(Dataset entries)
▽
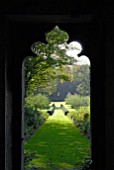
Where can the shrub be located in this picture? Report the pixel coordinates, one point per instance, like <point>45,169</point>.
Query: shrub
<point>77,101</point>
<point>81,118</point>
<point>33,117</point>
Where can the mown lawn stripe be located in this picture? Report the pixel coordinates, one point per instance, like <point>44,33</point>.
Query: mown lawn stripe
<point>58,143</point>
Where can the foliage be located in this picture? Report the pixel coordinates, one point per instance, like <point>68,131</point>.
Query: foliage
<point>81,118</point>
<point>41,70</point>
<point>32,116</point>
<point>77,101</point>
<point>81,76</point>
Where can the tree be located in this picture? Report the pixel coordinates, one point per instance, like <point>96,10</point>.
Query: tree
<point>43,70</point>
<point>82,79</point>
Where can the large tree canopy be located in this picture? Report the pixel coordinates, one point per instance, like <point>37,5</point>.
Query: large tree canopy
<point>43,70</point>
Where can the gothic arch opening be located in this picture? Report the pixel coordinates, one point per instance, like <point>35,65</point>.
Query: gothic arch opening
<point>41,84</point>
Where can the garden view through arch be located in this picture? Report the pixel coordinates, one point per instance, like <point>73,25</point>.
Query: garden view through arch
<point>57,104</point>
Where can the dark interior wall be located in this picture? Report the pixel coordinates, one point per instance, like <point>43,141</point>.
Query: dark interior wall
<point>20,36</point>
<point>15,39</point>
<point>109,92</point>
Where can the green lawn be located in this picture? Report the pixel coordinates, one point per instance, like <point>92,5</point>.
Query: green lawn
<point>58,144</point>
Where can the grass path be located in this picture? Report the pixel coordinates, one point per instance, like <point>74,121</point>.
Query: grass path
<point>58,144</point>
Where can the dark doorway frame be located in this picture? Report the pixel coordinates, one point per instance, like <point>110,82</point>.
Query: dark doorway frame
<point>21,32</point>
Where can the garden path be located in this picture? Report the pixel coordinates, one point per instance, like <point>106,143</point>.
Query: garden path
<point>58,144</point>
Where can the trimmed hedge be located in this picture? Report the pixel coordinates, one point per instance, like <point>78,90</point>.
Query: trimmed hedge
<point>33,117</point>
<point>81,118</point>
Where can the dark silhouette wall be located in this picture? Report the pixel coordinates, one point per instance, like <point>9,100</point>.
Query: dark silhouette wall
<point>95,32</point>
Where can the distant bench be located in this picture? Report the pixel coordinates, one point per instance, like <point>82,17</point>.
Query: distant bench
<point>51,109</point>
<point>64,109</point>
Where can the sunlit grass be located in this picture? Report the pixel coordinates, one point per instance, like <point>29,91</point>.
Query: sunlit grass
<point>58,143</point>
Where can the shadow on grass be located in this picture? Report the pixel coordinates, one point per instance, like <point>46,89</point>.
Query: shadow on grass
<point>57,144</point>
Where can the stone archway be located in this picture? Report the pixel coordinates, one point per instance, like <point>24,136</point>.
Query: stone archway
<point>20,36</point>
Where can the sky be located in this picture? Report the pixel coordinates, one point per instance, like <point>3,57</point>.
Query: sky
<point>74,49</point>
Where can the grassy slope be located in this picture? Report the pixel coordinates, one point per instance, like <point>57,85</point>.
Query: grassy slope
<point>58,143</point>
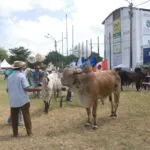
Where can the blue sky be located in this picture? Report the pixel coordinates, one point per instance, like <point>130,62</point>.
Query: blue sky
<point>25,22</point>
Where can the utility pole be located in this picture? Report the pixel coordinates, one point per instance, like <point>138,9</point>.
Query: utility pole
<point>131,15</point>
<point>98,45</point>
<point>79,50</point>
<point>72,37</point>
<point>66,35</point>
<point>91,45</point>
<point>82,49</point>
<point>62,43</point>
<point>86,48</point>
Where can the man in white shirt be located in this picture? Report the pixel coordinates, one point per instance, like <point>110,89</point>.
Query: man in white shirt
<point>17,87</point>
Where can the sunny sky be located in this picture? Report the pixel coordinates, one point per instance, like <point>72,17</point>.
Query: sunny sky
<point>26,22</point>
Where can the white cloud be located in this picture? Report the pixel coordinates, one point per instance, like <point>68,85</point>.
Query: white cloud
<point>86,18</point>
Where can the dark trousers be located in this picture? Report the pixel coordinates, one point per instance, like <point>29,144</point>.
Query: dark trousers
<point>26,117</point>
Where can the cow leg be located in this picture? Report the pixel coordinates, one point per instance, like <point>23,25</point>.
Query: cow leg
<point>46,107</point>
<point>94,113</point>
<point>112,106</point>
<point>88,110</point>
<point>116,100</point>
<point>137,86</point>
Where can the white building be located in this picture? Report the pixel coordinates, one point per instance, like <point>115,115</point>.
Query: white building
<point>117,37</point>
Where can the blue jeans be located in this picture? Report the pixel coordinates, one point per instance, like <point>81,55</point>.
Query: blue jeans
<point>19,118</point>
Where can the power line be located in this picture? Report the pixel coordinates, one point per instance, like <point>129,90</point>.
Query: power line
<point>142,3</point>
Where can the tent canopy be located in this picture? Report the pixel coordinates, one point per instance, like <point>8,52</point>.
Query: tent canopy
<point>4,64</point>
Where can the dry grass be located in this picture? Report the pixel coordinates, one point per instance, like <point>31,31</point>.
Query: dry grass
<point>63,128</point>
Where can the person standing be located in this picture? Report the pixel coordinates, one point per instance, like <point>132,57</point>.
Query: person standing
<point>17,87</point>
<point>37,77</point>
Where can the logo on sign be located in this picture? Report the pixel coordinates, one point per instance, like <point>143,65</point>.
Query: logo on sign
<point>148,23</point>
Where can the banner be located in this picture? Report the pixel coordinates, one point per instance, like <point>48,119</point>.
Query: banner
<point>146,24</point>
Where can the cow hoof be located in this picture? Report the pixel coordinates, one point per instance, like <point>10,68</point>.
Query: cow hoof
<point>87,124</point>
<point>94,127</point>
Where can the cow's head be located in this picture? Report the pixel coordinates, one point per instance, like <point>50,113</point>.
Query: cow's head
<point>69,76</point>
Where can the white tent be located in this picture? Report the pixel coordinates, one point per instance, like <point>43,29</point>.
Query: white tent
<point>4,64</point>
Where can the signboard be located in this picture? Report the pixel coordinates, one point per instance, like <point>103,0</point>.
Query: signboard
<point>116,28</point>
<point>146,56</point>
<point>146,24</point>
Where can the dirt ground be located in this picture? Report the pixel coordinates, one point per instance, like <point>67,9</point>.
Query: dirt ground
<point>63,128</point>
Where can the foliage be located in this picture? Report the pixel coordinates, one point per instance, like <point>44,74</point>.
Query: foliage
<point>58,59</point>
<point>3,54</point>
<point>19,53</point>
<point>98,58</point>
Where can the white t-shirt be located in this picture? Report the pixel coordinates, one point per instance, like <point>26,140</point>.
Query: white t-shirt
<point>16,83</point>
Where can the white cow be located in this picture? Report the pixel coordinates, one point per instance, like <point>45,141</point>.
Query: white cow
<point>51,88</point>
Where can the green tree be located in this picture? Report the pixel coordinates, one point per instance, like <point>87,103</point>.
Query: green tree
<point>19,53</point>
<point>3,54</point>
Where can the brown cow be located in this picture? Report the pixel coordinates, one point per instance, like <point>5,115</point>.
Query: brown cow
<point>89,87</point>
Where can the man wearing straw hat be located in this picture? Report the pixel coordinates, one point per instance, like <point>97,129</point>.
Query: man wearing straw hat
<point>17,87</point>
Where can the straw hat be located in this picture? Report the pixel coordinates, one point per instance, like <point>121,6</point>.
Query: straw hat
<point>19,64</point>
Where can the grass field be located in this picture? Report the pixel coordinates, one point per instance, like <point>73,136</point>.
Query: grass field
<point>63,128</point>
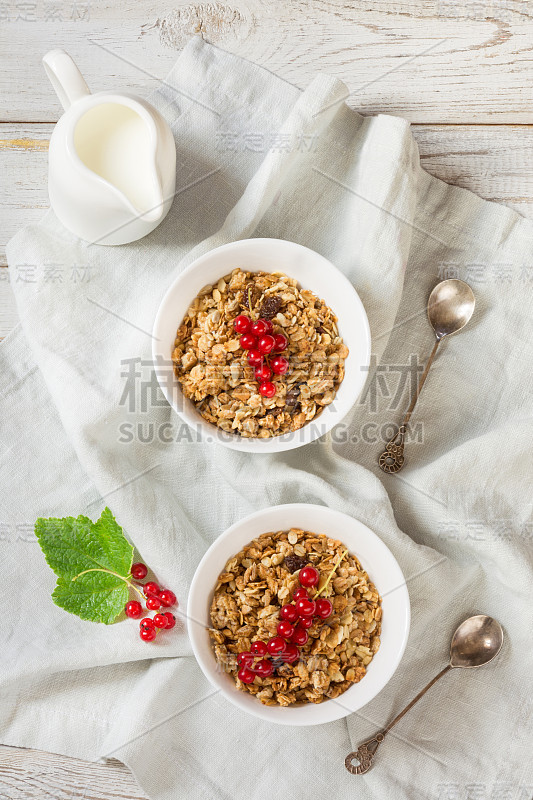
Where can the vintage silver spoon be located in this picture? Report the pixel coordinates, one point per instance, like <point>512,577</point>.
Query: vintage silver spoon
<point>450,306</point>
<point>476,641</point>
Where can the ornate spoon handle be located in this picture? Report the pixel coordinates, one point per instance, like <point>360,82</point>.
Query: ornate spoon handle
△
**Exercise brief**.
Your copy should match the data above exactly, apart from the pictures.

**Output for this exercise**.
Where can the shrub be located in this picture? Report the pixel coordinates, one point per instance, like <point>45,169</point>.
Query: shrub
<point>77,101</point>
<point>81,118</point>
<point>33,117</point>
Where can the mown lawn stripe be located in this picture? Report the pixel coordinates, one point per instance, like <point>44,33</point>.
Query: mown lawn stripe
<point>58,143</point>
Where can the foliage be located in this picture? Report the pixel coordinates, one point per instance, like <point>68,131</point>.
Query: foliage
<point>81,118</point>
<point>41,70</point>
<point>32,116</point>
<point>77,101</point>
<point>81,76</point>
Where can the tree be located in this picture? Report the pixel coordinates, one point per instance, like <point>96,10</point>.
Query: tree
<point>43,70</point>
<point>82,79</point>
Where can the large tree canopy be located in this picture? Report the pixel coordinates, one point per instance, like <point>37,5</point>.
Query: large tree canopy
<point>43,70</point>
Where can the gothic arch opening be located in this picture? Report the pixel coordinates, one point per instance, like <point>35,65</point>.
Query: gothic arch opening
<point>41,84</point>
Where can the garden view through arch be located in this picture? Report the pixel coordinates, one point per instance, like <point>73,25</point>.
Query: garden view through arch
<point>57,104</point>
Where can the dark interior wall be located in this picture? Report the pixel coordinates, one point per instance, like <point>43,141</point>.
Query: dark interior wall
<point>20,36</point>
<point>15,39</point>
<point>109,92</point>
Where can the green lawn be located in this picture? Report the pixel coordinates, one point per instance, like <point>92,5</point>.
Query: green lawn
<point>58,144</point>
Where can the grass path be located in this picture? Report the pixel coordinates, one point per instance, like <point>74,121</point>.
Query: grass path
<point>58,144</point>
Where can the dark doorway frame be located in this picture? Report the pixel coordinates, one point per instance, like <point>110,82</point>.
Query: dark doorway frame
<point>21,32</point>
Where can the garden path be located in this picture? Report the pixel coordinates, one point per instance, like <point>106,143</point>.
Query: garden path
<point>58,144</point>
Where can the trimmed hedge be located in this picture? Report the pixel coordinates, one point per instance, like <point>78,90</point>.
Query: trimmed hedge
<point>33,117</point>
<point>81,118</point>
Where can the dark silhouette wall be located in this picture? Report the pixel coordinates, one point per instance, like <point>9,100</point>.
Query: dark silhouette wall
<point>95,32</point>
Where can the distant bench be located in this picture? Report the pixel coordinates, one point per instance, like <point>82,17</point>.
Query: distant bench
<point>51,109</point>
<point>64,109</point>
Where can the sunlit grass be located in this picture? Report the pixel coordinates, one point per instance, like <point>29,91</point>.
Query: sunlit grass
<point>58,143</point>
Where can the shadow on grass be located in this picture? Report the pixel coordinates, one point per instance, like <point>46,89</point>.
Query: shadow on grass
<point>57,144</point>
Where can the stone archway be located in this picture? Report the pixel coordinates, one point per instance, like <point>24,136</point>.
Query: stone archway
<point>20,36</point>
Where can the sky be located in this picture? Report the pixel coordinates, one point per instance, like <point>3,57</point>.
Query: sky
<point>74,49</point>
Where can the grassy slope be located in this picture? Report the pixel coordinates, one point per instance, like <point>57,85</point>.
Query: grassy slope
<point>58,143</point>
Where can the blue sky be located in this picture? Report the pixel coordinates, one point per instance, like <point>130,62</point>.
Query: blue sky
<point>25,22</point>
Where can the utility pole be located in this picture? Report the pixel coordinates, one point per instance, like <point>138,9</point>.
Query: utility pole
<point>131,15</point>
<point>98,45</point>
<point>79,50</point>
<point>72,37</point>
<point>66,35</point>
<point>91,45</point>
<point>82,49</point>
<point>62,43</point>
<point>86,48</point>
Where can the man in white shirt be located in this picture? Report the pixel coordinates, one point per instance, like <point>110,89</point>.
Query: man in white shirt
<point>17,87</point>
Where can the sunny sky be located in this picture? Report the pixel coordinates, one point per instance, like <point>72,17</point>.
Query: sunny sky
<point>26,22</point>
Where can the white cloud be located in this picture? Report the pixel coordinates, one point per instance, like <point>68,85</point>.
Query: white cloud
<point>86,18</point>
Where can the dark trousers be located in this picture? Report the pixel coordinates, one point per instance, like <point>29,144</point>.
Query: dark trousers
<point>26,117</point>
Where can the cow leg be located in this picture? Report the pixel coordinates, one point per instance, like <point>23,25</point>.
Query: cow leg
<point>46,107</point>
<point>94,113</point>
<point>112,106</point>
<point>88,110</point>
<point>116,100</point>
<point>137,86</point>
Where can the white building be located in this picture? Report the pixel coordinates, one point per instance, like <point>115,115</point>.
Query: white building
<point>117,37</point>
Where can the blue jeans be located in this picture? Report the pixel coordinates, one point per instance, like <point>81,55</point>.
Query: blue jeans
<point>19,118</point>
Where can the power line be located in this picture? Report the pixel coordinates, one point per instance, like <point>129,90</point>.
Query: power line
<point>142,3</point>
Where can the tent canopy be located in this picture? Report the pixel coordinates, one point per instance, like <point>8,52</point>.
Query: tent canopy
<point>4,64</point>
Where can the dry grass be located in this picture? Report the pixel coordinates, one point per instance, like <point>31,31</point>.
Query: dry grass
<point>63,128</point>
Where can the person standing be located in this picture? Report the pixel coordinates, one point per instance, like <point>132,57</point>.
Query: person standing
<point>17,87</point>
<point>37,77</point>
Where can the logo on sign be located in this picture? Report the pixel coordinates, one point per instance, like <point>143,65</point>.
Query: logo on sign
<point>148,23</point>
Where can the banner be located in this picture? Report the pixel coordinates, one point per instance, like <point>48,119</point>.
Query: banner
<point>146,24</point>
Where can the cow hoof be located in this picture? Report the pixel coordinates, one point per instance, like <point>10,68</point>.
Query: cow hoof
<point>87,124</point>
<point>94,127</point>
Where can the cow's head be located in this picture? Report the pixel coordinates, one point per instance, like <point>50,113</point>.
Query: cow's head
<point>69,76</point>
Where can the white tent be located in this picture? Report the pixel coordinates, one point per instance, like <point>43,29</point>.
Query: white tent
<point>4,64</point>
Where can the signboard be located in this picture? Report the pixel coordinates, one point per instance, like <point>103,0</point>.
Query: signboard
<point>116,28</point>
<point>146,56</point>
<point>146,24</point>
Where can the dirt ground be located in this picture? Report the pixel coordinates, one point per instance, like <point>67,9</point>.
Query: dirt ground
<point>63,128</point>
Where can the foliage be located in this picture? Report the pixel coordinates, one point per instance, like <point>44,74</point>.
Query: foliage
<point>58,59</point>
<point>3,54</point>
<point>19,53</point>
<point>98,58</point>
Where can the white t-shirt be located in this picture? Report the pixel coordinates, one point per instance, like <point>26,140</point>.
Query: white t-shirt
<point>16,83</point>
Where can the white cow be located in this picture? Report the pixel coordinates, one point per instance, like <point>45,141</point>.
Query: white cow
<point>51,88</point>
Where can the green tree be located in this picture? Report the pixel coordinates, one point per instance, like <point>87,103</point>.
Query: green tree
<point>19,53</point>
<point>3,54</point>
Where can the brown cow be located in this picture? Report the pixel coordinates, one point per instance, like <point>5,115</point>.
Query: brown cow
<point>89,87</point>
Where can the man wearing straw hat be located in this picture? Report the pixel coordinates, one point per instance, like <point>97,129</point>.
Query: man wearing straw hat
<point>17,87</point>
Where can the straw hat be located in this picture? Report the pixel coordinates, one point per instance, like <point>121,6</point>.
Query: straw hat
<point>19,64</point>
Where can the grass field be located in this picture? Report the pixel coordinates, one point per instance, like <point>73,136</point>.
Query: grass field
<point>63,128</point>
Where can the vintage silver spoon be located in this picture? Report the pixel coordinates, one point per instance, like <point>512,577</point>.
Query: vintage silver spoon
<point>450,306</point>
<point>476,641</point>
Where can the ornate spoon handle be located in this picture? Report the pixel coordinates, one point per instance, like <point>360,82</point>.
Query: ornate spoon handle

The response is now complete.